Source material —
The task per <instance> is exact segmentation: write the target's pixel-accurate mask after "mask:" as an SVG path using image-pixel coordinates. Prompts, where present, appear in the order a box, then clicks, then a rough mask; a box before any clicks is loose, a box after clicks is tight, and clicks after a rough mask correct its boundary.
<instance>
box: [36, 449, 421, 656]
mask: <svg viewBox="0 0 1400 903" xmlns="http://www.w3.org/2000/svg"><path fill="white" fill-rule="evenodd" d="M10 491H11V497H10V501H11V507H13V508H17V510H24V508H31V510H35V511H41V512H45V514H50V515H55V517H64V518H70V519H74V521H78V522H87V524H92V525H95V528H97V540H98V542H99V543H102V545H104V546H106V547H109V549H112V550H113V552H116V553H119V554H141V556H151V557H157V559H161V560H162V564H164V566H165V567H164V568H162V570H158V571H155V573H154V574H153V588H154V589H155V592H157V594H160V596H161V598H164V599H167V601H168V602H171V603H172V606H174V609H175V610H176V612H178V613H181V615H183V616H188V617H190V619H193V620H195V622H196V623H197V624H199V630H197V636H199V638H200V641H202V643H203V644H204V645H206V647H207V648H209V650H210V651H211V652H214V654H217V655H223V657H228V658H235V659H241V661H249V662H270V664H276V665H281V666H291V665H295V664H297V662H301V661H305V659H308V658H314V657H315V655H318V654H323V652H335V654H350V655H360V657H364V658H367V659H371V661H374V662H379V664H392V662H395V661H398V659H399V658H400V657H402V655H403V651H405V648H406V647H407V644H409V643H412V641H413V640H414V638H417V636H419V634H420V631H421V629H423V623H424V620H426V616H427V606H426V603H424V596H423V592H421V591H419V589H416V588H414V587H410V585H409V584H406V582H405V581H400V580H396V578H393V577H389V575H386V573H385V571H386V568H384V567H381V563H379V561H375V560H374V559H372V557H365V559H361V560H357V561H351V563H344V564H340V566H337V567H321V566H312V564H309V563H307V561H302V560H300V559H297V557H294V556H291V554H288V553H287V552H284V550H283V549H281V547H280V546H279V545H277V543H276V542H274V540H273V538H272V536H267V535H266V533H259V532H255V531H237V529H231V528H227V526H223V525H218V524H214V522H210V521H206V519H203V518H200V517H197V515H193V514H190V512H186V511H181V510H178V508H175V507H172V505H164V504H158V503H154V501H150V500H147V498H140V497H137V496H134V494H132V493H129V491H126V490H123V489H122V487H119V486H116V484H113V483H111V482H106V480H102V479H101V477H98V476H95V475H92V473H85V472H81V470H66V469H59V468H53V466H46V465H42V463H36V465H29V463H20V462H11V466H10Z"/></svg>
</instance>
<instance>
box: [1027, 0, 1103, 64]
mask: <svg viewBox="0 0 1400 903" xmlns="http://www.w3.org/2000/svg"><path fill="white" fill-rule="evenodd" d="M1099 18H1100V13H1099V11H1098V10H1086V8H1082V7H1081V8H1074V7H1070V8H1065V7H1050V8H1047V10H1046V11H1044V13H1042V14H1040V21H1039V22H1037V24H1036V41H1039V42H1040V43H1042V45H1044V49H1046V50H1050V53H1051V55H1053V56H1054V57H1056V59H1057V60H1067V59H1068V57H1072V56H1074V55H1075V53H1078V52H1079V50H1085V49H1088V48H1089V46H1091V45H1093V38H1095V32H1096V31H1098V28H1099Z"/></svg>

Exercise prompt —
Rewrite these records, replacing every "rough mask" with "coarse mask" and keeping everything else unchanged.

Result of the task —
The task per <instance> is exact segmentation: write the target's pixel-accurate mask after "mask:" as an SVG path using image-pixel coordinates. Prompts, where present, appear in the order a box, then clicks, then a coarse mask; a box before any clicks is loose, a box after clicks is tight, and clicks after a coarse mask correct its boundary.
<instance>
box: [36, 449, 421, 656]
mask: <svg viewBox="0 0 1400 903" xmlns="http://www.w3.org/2000/svg"><path fill="white" fill-rule="evenodd" d="M10 491H11V497H10V501H11V507H13V508H17V510H24V508H31V510H35V511H41V512H45V514H50V515H55V517H64V518H70V519H74V521H78V522H87V524H92V525H95V528H97V540H98V542H99V543H102V545H104V546H106V547H109V549H112V550H113V552H116V553H119V554H141V556H151V557H157V559H161V560H162V564H164V566H165V567H164V568H162V570H158V571H155V573H154V574H153V588H154V589H155V592H157V594H160V596H161V598H164V599H167V601H168V602H171V603H172V606H174V609H175V610H176V612H178V613H181V615H183V616H188V617H190V619H193V620H195V622H196V623H197V624H199V630H197V636H199V638H200V641H202V643H203V644H204V645H206V647H207V648H209V650H210V651H211V652H214V654H217V655H223V657H228V658H235V659H241V661H249V662H270V664H276V665H281V666H291V665H295V664H297V662H301V661H305V659H308V658H314V657H315V655H318V654H323V652H335V654H350V655H360V657H364V658H367V659H371V661H374V662H379V664H392V662H395V661H398V659H399V658H400V657H402V655H403V651H405V648H406V647H407V644H409V643H412V641H413V640H414V638H417V636H419V634H420V631H421V629H423V623H424V620H426V616H427V606H426V603H424V596H423V592H421V591H419V589H416V588H414V587H410V585H409V584H406V582H405V581H400V580H396V578H393V577H389V575H386V573H385V571H386V568H384V567H381V563H379V561H375V560H374V559H372V557H365V559H361V560H357V561H351V563H344V564H340V566H337V567H321V566H312V564H309V563H307V561H302V560H300V559H297V557H294V556H291V554H288V553H287V552H284V550H283V549H281V547H280V546H279V545H277V543H276V542H274V540H273V538H272V536H267V535H266V533H259V532H255V531H237V529H231V528H227V526H223V525H218V524H214V522H210V521H206V519H203V518H200V517H197V515H193V514H190V512H186V511H181V510H178V508H175V507H172V505H164V504H158V503H154V501H150V500H147V498H140V497H137V496H134V494H132V493H129V491H126V490H123V489H122V487H119V486H116V484H113V483H111V482H106V480H102V479H101V477H98V476H95V475H92V473H85V472H81V470H66V469H59V468H53V466H46V465H42V463H36V465H29V463H20V462H11V466H10Z"/></svg>
</instance>
<instance>
box: [1027, 0, 1103, 64]
mask: <svg viewBox="0 0 1400 903" xmlns="http://www.w3.org/2000/svg"><path fill="white" fill-rule="evenodd" d="M1099 18H1100V13H1099V11H1098V10H1086V8H1082V7H1081V8H1074V7H1070V8H1065V7H1050V8H1047V10H1046V11H1044V13H1042V14H1040V21H1039V22H1037V24H1036V41H1039V42H1040V43H1042V45H1044V49H1046V50H1050V53H1051V55H1053V56H1054V57H1056V59H1057V60H1067V59H1068V57H1072V56H1074V55H1075V53H1078V52H1079V50H1085V49H1088V48H1089V46H1091V45H1093V38H1095V32H1096V31H1098V28H1099Z"/></svg>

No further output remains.